== PAGE EXTRACT ==
------------

• Ask Data Dawn
  • Posts
  • 3 DETAILED data portfolio projects ideas + datasets

3 DETAILED data portfolio projects ideas + datasets

Perfect for Beginner, Intermediate and Advanced data professionals 🔥

Are you ready to build your next portfolio project, but don’t know where to start? Or need a little inspiration on what to work on?

I got you.

I spent the better part of last week looking into Kaggle datasets and coming up with project ideas that would look good in a Data portfolio. I picked these ideas because (1) they are unique, and (2) I think many people would be interested in working in these industries.

For each of these projects, I have Beginner, Intermediate and Advanced level project ideas. As we go up the chain of difficulty, you’ll notice

↳ The level of technical skills required increases. Beginner projects can be done in entirely in SQL, while advanced projects would have to use both SQL & Python (& even a data visualization tool).
↳ The guidance for the projects become more ambiguous, because that’s how real-world data analytics work is.
↳ The projects become more comprehensive. Beginner projects involve extracting insights, while advanced projects involve end-to-end data extraction to actionable outcome.

Also, I wrote these projects such that the 3 levels are relevant to each other. You can start at any level, and slowly increase the depth of your project to the Advanced level.

If this is your first ever project, and you’re working in SQL, here are detailed instructions on how to set up for your first project.

Ok, no more yapping from me. Here are 3 Data project ideas that you can work on starting today!

------------

== DATASET EXCERPTS ==
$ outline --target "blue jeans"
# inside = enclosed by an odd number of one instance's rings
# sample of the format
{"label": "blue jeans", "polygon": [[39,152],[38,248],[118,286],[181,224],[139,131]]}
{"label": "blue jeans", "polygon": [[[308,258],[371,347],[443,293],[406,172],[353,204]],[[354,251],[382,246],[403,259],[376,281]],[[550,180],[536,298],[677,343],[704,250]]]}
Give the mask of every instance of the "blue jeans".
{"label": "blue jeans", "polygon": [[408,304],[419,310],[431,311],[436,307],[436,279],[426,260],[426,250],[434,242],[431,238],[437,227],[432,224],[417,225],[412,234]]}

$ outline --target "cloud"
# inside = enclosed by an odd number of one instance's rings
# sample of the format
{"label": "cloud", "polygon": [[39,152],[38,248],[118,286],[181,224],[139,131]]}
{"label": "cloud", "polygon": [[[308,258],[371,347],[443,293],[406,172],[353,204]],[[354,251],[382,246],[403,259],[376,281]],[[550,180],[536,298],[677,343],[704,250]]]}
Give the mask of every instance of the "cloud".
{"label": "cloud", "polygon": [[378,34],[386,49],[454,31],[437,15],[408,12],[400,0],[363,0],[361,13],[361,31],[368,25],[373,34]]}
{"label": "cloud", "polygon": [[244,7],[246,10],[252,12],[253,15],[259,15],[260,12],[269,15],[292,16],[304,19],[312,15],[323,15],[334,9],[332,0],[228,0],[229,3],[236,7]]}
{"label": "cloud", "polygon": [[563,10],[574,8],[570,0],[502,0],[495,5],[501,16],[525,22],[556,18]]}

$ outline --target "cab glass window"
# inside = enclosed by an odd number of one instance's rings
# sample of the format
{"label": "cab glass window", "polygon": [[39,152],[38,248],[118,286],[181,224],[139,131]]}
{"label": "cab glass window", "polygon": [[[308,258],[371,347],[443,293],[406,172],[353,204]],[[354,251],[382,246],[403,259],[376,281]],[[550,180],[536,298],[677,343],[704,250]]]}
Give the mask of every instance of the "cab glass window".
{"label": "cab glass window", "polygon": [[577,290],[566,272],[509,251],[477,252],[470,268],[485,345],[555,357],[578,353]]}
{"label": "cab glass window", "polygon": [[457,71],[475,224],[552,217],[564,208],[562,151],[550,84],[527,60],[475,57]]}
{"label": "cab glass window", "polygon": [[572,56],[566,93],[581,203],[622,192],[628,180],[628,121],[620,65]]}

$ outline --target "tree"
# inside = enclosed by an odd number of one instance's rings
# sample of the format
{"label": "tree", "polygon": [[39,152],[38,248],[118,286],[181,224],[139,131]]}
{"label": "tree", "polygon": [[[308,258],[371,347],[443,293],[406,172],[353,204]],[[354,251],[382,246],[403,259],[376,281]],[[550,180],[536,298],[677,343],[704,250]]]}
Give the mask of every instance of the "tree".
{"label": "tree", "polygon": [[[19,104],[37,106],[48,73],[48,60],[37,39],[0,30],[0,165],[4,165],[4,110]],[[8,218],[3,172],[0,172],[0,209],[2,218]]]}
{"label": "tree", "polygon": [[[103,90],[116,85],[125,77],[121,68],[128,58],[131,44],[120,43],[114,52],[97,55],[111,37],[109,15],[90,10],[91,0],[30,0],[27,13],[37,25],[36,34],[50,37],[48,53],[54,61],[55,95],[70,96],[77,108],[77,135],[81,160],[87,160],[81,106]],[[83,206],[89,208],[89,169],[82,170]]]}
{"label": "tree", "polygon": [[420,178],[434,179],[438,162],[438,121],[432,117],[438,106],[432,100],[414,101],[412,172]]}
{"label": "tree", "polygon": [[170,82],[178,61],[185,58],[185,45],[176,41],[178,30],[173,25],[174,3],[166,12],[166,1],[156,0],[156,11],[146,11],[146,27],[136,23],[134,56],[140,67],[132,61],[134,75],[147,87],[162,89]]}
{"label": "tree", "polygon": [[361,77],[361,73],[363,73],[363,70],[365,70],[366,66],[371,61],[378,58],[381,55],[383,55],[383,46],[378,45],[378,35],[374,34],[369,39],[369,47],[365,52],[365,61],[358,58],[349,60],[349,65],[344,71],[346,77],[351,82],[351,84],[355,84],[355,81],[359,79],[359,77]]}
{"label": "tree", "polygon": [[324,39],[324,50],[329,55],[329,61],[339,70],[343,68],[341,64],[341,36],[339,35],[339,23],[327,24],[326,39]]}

------------

== WHAT IS ASKED ==
A – Return the passage from the data portfolio projects post word for word. Begin at the words "Also, I wrote" and stop after "on starting today!".
B – Using the data portfolio projects post, decide whether each statement agrees with it, and answer yes or no with the deciding words quoted from the post: (i) Beginner projects can be done using only SQL. (ii) The writer spent most of a month looking into Kaggle datasets. (iii) Readers must begin at the Beginner level before moving to the others.

== PER-TASK OUTPUTS ==
A –
Also, I wrote these projects such that the 3 levels are relevant to each other. You can start at any level, and slowly increase the depth of your project to the Advanced level.

If this is your first ever project, and you’re working in SQL, here are detailed instructions on how to set up for your first project.

Ok, no more yapping from me. Here are 3 Data project ideas that you can work on starting today!

B –
(i) Yes: "Beginner projects can be done in entirely in SQL"
(ii) No: "I spent the better part of last week looking into Kaggle datasets"
(iii) No: "You can start at any level"